Work to complete
(1) According to the C forum thread, what did Ian Collins use a short for?
(2) Reproduce the part of the C forum thread starting at "There is no" and ending at "terminology used.".

Passage to read
The expression 1234 has type int. %s requires the argument to be a
pointer to char. Same paragraph applies.

printf("%s\n", b);

The object b has type int in the original post. Same as previous
statement.

Are these under the 'implementation defined' behavior ?

No, they are explicitly identified as undefined behavior.

 

[Barry Schwarz]

Is the first statement legitimate?

N869
6.3.2.3 Pointers

[#6] Any pointer type may be converted to an integer type.
Except as previously specified, the result is
implementation-defined. If the result cannot be represented
in the integer type, the behavior is undefined. The result
need not be in the range of values of any integer type.

Am I right that in "1" b is evaluated to
address of string literal?

No.

Then who is right, you or Ian Collins (see his answer up the thread) ?

There is no conflict between the two.

In responding to the first question, both say possibly, providing
certain conditions are satisfied. The only difference is the
terminology used.

For the second question, b is an int and therefore does not hold any
address. Only pointers hold addresses. Since the conversion from
pointer to int is implementation-defined (6.3.2.3-6), a definitive
answer can be had only in relation to a specific implementation.

 

[Malcolm McLean]

So if "int", "long" and "long long" are all going to be 64 bits, is
"short" going to be 16 or 32 bits? Or are you going to make *that* 64 bits
as well for good measure?

When did you last use a short?

It's quite rare to need such a huge number of 16 bit integers that
memory is an issue. Lots of integers never go above 30,000, of course,
but almost always it is better to use int.

A C type should be thought of as a communications protocol between
functions. The fewer protocols you have, the less likely you are to
need to write 'glue" code switching from one type to another. Most
software that fails fails because of the complexity of integrating all
the different components, not because the program no longer fits in
machine memory.

 

[Ian Collins]

When did you last use a short?

About 10 minutes ago in my case (a network port number).

It's quite rare to need such a huge number of 16 bit integers that
memory is an issue. Lots of integers never go above 30,000, of course,
but almost always it is better to use int.

A C type should be thought of as a communications protocol between
functions. The fewer protocols you have, the less likely you are to
need to write 'glue" code switching from one type to another. Most
software that fails fails because of the complexity of integrating all
the different components, not because the program no longer fits in
machine memory.

That's why platforms have ABIs.

This 64 bit int argument has been done to death here more than once. It
is well established that 64 bit ints more often than not degrade
performance on most 64 bit systems in use today. Not to mention the
fact that 64 bit ABIs were set in stone many years ago and won't be
changing any time soon.

Perhaps you should wait for 128 bit systems and try again?

 

[Sjouke Burry]

When did you last use a short?

I even used char to store.
Example:
#define maxstars (924710)
static struct{
int x,y;
double ra;
double decl;
char col,t1,t2,t3;
int filelocation;
} s[maxstars];

 

[Nobody]

When did you last use a short?
Yesterday.

It's quite rare to need such a huge number of 16 bit integers that
memory is an issue.

Memory is always an issue. A lot of the code I write is in programs which
will end up having hundreds of concurrent instances.

 

[Ben Bacarisse]

Could you provide a snippet from the C standard sapecifying this?

6.3.2.3 p6:

"Any pointer type may be converted to an integer type. Except as
previously specified, the result is implementation-defined. If the
result cannot be represented in the integer type, the behavior is
undefined. The result need not be in the range of values of any
integer type."

and an example:

#include <stdio.h>

int main(void)
{
int x = (int)&x;
if ((int *)x != &x)
puts("Oh dear!");
return 0;
}

This prints "Oh dear!" on my system.

<snip>

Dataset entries
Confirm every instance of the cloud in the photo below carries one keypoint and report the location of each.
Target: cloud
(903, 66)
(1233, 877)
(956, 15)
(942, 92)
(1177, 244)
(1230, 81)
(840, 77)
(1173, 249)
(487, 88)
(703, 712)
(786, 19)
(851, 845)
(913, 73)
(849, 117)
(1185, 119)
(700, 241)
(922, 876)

Outputs for the tasks
(1) A network port number.

(2)
There is no conflict between the two.

In responding to the first question, both say possibly, providing
certain conditions are satisfied. The only difference is the
terminology used.